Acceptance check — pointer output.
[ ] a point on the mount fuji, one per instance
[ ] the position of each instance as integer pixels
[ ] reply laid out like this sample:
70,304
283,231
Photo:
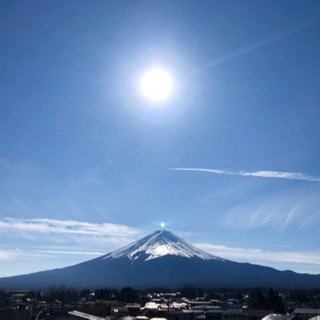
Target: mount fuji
161,259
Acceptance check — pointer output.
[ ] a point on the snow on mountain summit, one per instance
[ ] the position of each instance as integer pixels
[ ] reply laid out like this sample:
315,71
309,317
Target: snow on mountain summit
159,244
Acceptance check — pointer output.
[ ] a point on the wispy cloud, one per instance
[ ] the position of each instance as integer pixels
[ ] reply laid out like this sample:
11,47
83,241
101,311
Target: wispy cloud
261,174
258,45
52,226
86,253
258,255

Given request: Swap every "Target" in the records above for "Object", leaving everything else unchanged. Reproduce all the records without the pictures.

Full output:
Acceptance check — pointer output.
[ ] a point on the mount fuji, one per instance
[ ] the position of each instance as integer pixels
[ ] reply laid out like this sample:
70,304
283,231
Photo:
Object: mount fuji
161,259
Acceptance check — pointer output.
[ ] a point on the snow on mountain summit, one per instance
[ ] the position of each instance as integer pixels
[ ] reply laid out like this sample:
315,71
309,317
Object: snow on mountain summit
159,244
Acceptance check — pointer output.
[ ] a point on the wispy cloud, one per instance
[ ] the position of each instance as integer pixels
[ ] reply laid out like this sample:
11,47
83,241
101,311
Object: wispy cloud
261,174
258,45
52,226
86,253
258,255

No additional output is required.